Saved entries
****

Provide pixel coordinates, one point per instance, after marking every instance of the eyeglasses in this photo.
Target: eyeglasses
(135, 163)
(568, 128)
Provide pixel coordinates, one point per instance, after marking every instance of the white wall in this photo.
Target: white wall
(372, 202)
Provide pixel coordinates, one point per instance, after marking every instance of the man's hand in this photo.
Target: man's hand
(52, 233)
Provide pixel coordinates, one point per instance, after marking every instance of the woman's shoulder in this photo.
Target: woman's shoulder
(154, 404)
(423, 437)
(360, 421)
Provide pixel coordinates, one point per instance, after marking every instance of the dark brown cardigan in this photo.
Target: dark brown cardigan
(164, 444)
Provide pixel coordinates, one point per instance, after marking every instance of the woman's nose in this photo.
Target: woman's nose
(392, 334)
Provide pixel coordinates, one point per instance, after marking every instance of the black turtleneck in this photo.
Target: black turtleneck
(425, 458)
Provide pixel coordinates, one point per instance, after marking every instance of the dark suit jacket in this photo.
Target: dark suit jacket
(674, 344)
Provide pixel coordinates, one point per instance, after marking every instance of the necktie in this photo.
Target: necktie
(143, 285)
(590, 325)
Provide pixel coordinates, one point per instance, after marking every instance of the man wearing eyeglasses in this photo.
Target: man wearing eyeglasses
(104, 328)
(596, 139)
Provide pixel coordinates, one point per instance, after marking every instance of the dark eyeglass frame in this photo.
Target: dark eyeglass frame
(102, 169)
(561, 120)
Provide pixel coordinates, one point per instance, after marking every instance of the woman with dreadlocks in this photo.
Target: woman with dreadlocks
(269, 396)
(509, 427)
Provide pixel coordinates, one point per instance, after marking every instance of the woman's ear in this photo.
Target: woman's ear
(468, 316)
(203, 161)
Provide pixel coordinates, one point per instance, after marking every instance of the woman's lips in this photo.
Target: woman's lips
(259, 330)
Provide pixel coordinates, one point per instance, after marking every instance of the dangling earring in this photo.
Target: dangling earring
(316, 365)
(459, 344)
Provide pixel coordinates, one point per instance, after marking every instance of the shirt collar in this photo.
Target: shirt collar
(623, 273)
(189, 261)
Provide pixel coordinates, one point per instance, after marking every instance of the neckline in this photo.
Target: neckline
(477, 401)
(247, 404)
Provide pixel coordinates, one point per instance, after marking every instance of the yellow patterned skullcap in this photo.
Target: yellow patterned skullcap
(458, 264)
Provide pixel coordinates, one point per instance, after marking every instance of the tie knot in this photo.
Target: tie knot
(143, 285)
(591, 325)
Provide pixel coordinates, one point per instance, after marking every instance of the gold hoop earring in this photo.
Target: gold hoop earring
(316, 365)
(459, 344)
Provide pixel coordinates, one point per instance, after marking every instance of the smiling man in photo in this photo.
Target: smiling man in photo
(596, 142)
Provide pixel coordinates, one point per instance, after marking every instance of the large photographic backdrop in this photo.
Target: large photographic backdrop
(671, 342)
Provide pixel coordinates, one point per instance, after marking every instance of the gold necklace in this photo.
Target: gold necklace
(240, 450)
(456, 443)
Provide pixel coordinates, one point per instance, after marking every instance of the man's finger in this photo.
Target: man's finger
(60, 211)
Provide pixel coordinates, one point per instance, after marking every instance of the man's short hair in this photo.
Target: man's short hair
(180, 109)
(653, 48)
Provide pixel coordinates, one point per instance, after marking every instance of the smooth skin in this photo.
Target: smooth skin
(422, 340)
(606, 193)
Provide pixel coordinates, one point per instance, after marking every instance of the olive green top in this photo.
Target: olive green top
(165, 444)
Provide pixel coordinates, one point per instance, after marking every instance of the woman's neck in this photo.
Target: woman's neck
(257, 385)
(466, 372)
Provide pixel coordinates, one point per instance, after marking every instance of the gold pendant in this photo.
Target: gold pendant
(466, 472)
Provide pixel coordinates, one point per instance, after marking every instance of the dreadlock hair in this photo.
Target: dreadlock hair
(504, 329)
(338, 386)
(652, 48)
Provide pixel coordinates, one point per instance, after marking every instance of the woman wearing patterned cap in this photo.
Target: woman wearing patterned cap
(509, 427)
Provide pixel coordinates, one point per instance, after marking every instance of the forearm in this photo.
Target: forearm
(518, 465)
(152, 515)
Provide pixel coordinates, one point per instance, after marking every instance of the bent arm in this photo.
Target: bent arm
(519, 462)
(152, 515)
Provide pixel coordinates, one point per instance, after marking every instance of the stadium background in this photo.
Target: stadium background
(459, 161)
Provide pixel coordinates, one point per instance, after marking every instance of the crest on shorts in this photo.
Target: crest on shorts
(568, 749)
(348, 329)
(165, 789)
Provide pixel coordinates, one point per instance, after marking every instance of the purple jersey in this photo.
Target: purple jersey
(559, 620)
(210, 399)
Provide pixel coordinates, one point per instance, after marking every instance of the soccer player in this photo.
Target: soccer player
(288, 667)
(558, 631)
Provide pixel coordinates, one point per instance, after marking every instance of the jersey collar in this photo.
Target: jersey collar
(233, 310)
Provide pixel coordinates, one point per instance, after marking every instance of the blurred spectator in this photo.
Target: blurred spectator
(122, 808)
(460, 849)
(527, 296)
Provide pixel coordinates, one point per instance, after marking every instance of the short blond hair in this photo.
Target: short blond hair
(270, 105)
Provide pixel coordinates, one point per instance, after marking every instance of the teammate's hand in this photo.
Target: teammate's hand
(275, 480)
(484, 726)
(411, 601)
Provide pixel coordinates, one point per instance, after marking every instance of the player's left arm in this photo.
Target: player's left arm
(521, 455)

****

Could you write out all of the entries precisely as they stand?

Provide pixel coordinates, one point per instance, after marking every instance of the eyeglasses in this photo.
Target: eyeglasses
(135, 163)
(568, 128)
Provide pixel coordinates, one point per instance, after marking every instance of the white wall in this photo.
Target: white wall
(372, 202)
Provide pixel coordinates, one point per instance, after marking every instance of the man's hand in this photo.
Target: man's hand
(52, 233)
Provide pixel coordinates, one point per instance, after marking every instance of the woman's shoulder in this photo.
Target: woman's shoulder
(154, 404)
(423, 437)
(360, 421)
Provide pixel coordinates, one point per instance, after marking every instance of the dark brown cardigan in this photo.
Target: dark brown cardigan
(164, 444)
Provide pixel coordinates, one point per instance, after marking every instance of the woman's nose in this photo.
Target: woman's nose
(392, 334)
Provide pixel coordinates, one point per instance, after marking every instance of the black turtleneck in this photo.
Target: black turtleneck
(425, 458)
Provide pixel coordinates, one point per instance, after marking every instance of the dark suit jacket in this photo.
Target: dark suit jacket
(674, 344)
Provide pixel coordinates, one point per instance, after marking every instance of the necktie in this photo.
Target: necktie
(143, 285)
(590, 325)
Provide pixel coordinates, one point per instance, after marking every instance of the man wearing eyeglasses in this photo.
Target: man wearing eyeglasses
(104, 328)
(596, 139)
Provide pixel coordinates, one point per instance, after marking every instance of the dark eyeglass frame in this photo.
Target: dark eyeglass frame
(102, 169)
(561, 120)
Provide pixel coordinates, one point per instance, after marking every instance of the woman with dreadlocks in this photo.
Target: woman with dreadlocks
(269, 396)
(509, 427)
Provide pixel coordinates, one point per instance, after marking every instance of the woman's ear in this photo.
Target: woman's ear
(468, 316)
(203, 161)
Provide pixel coordinates, one point per instance, after marking every instance of the woman's lips in this photo.
Target: woman's lips
(259, 330)
Provide pixel coordinates, one point per instance, after marking every instance of the dangling earring in this photo.
Target: dangling earring
(316, 365)
(459, 344)
Provide pixel coordinates, one point per instance, after marking every instance of the shirt collar in this photo.
Target: shirt collar
(623, 273)
(189, 261)
Provide pixel coordinates, one point per instance, after marking every instance of the neckline in this photo.
Target: neckline
(477, 401)
(247, 404)
Provide pixel coordinates, one point per instance, after marking every instance of the yellow patterned skullcap in this photo.
Target: yellow patterned skullcap
(458, 264)
Provide pixel coordinates, one point per instance, after marking every instance of the tie knot in this photo.
Target: tie knot
(143, 285)
(591, 325)
Provide pixel coordinates, one point per instance, after marking every instance of the gold hoop earring in this photo.
Target: gold hoop earring
(316, 365)
(459, 344)
Provide pixel coordinates, one point per instance, after marking every instance of the smiling man in photo in this photo.
Target: smiling man in photo
(596, 142)
Provide pixel coordinates, one point per instance, after marking every instance of the large photographic backdrop in this photo.
Target: large photographic backdrop
(671, 342)
Provide pixel coordinates, one point per instance, after marking every instance of the gold necklace in this photo.
Target: gold necklace
(240, 450)
(456, 443)
Provide pixel coordinates, one point per instance, after marking every instance of the man's finger in this photo.
Target: man's finger
(60, 211)
Provide pixel coordinates, one point per instance, after marking every instance of the man's short hair in this photo.
Target: man's short hair
(180, 109)
(653, 48)
Provide pixel coordinates, one point per instance, after marking every instance of the smooth skin in this photo.
Target: smooth skin
(422, 340)
(606, 193)
Provide pixel coordinates, one point per instance, after marking every instance of the olive green top in this photo.
Target: olive green top
(165, 444)
Provide pixel coordinates, one point per instance, after marking every instance of the woman's neck in this photo.
Target: woman's neck
(257, 385)
(466, 372)
Provide pixel coordinates, one point per instance, after marking every instance of the gold pendant in this photo.
Target: gold pendant
(466, 472)
Provide pixel coordinates, one point per instance, after marking every instance of the dreadlock hair in this photo.
Target: dreadlock hair
(504, 329)
(338, 386)
(652, 48)
Provide pixel coordinates, one point per instance, after marking every instance of the woman wearing patterned cap in this photo.
Target: woman wearing patterned cap
(509, 427)
Provide pixel coordinates, one point per instance, after marking every instance of the forearm in this photo.
Target: forearm
(518, 465)
(152, 515)
Provide pixel coordinates, one point per instance, after marking every instance of the bent arm in this photo.
Target: bent arm
(519, 462)
(152, 515)
Provide pixel coordinates, one point per instance, after marking every instance of the stadium background in this photo.
Target: stadium background
(459, 161)
Provide pixel coordinates, one point per instance, after marking every instance of the crest on shorts in this photo.
Target: crest on shorts
(568, 749)
(348, 329)
(165, 789)
Provide pixel coordinates, one point per instance, after marking every instance of the purple jersey in this photo.
Target: purple jersey
(559, 620)
(210, 399)
Provide pixel coordinates, one point per instance, after marking every instance of the soccer player in this photo.
Target: soccer player
(288, 667)
(558, 631)
Provide pixel coordinates, one point per instance, after marking every instance of the jersey collar in this photo.
Target: jersey collar
(233, 310)
Provide pixel coordinates, one point per instance, after marking every instance of the blurred spectator in this photo.
Target: blurred spectator
(122, 808)
(460, 849)
(527, 296)
Provide pixel coordinates, one point per instance, after marking every instance of the short blond hair in this photo.
Target: short blond hair
(270, 105)
Provide pixel coordinates, one point per instance, after marking every instance of the teammate's hand in this photo.
Target: teammate's hand
(275, 480)
(484, 726)
(411, 601)
Provide pixel coordinates, one point per instance, after marking every instance of the player's left arm in this photo.
Target: player's left arm
(521, 455)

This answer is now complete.